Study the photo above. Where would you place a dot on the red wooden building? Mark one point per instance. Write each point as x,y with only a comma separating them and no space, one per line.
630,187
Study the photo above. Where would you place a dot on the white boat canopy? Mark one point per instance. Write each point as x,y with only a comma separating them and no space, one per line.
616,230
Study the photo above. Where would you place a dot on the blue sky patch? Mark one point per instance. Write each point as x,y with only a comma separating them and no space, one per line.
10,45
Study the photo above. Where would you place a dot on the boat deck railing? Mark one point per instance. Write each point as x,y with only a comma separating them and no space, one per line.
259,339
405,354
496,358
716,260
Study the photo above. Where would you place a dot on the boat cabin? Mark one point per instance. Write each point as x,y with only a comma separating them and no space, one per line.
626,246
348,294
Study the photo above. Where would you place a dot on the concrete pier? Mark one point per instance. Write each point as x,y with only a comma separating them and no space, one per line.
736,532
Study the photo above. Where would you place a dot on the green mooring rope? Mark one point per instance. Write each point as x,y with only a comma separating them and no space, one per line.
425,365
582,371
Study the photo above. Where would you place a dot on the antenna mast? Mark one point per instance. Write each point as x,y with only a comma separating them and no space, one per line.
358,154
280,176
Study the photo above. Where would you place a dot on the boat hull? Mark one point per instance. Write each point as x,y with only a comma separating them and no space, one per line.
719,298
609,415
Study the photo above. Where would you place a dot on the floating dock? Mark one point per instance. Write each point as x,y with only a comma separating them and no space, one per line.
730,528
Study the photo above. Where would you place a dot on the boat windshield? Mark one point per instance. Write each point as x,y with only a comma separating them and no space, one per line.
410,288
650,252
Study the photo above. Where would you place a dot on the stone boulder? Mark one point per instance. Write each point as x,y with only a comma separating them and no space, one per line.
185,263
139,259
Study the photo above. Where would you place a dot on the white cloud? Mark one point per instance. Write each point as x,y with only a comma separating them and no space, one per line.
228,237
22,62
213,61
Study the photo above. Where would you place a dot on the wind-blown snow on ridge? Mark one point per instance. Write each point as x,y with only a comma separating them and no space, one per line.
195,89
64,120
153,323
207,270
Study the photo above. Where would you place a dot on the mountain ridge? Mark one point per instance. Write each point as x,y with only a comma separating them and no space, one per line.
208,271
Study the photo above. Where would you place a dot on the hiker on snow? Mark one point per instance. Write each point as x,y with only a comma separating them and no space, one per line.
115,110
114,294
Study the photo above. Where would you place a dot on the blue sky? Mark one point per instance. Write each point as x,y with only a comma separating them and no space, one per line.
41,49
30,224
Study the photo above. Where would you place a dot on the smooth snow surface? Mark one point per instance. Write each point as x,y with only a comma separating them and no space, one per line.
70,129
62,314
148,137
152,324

##############################

§ **Task details**:
All lines from the one containing "on the hiker" through the end of the listing must be transcribed exactly. No other lines belong in the answer.

§ **Written reply**:
Study the photo above. Where would you place a dot on the hiker on snow? Mark one point per instance. Write each point as x,y with only a comma separating them and no space, one per line.
115,110
114,294
Study the photo above. Where would you place a dot on the blue sky? Mark one point per instance. Write each point as x,y with only a comma separating them and no space, one per line.
41,49
30,224
Study the photo above. Where would you place a dot on the smooth snow surface? Mark one point per instance. Write each point as x,y with only a comma separating them and no space, one per line.
70,129
62,314
148,137
152,324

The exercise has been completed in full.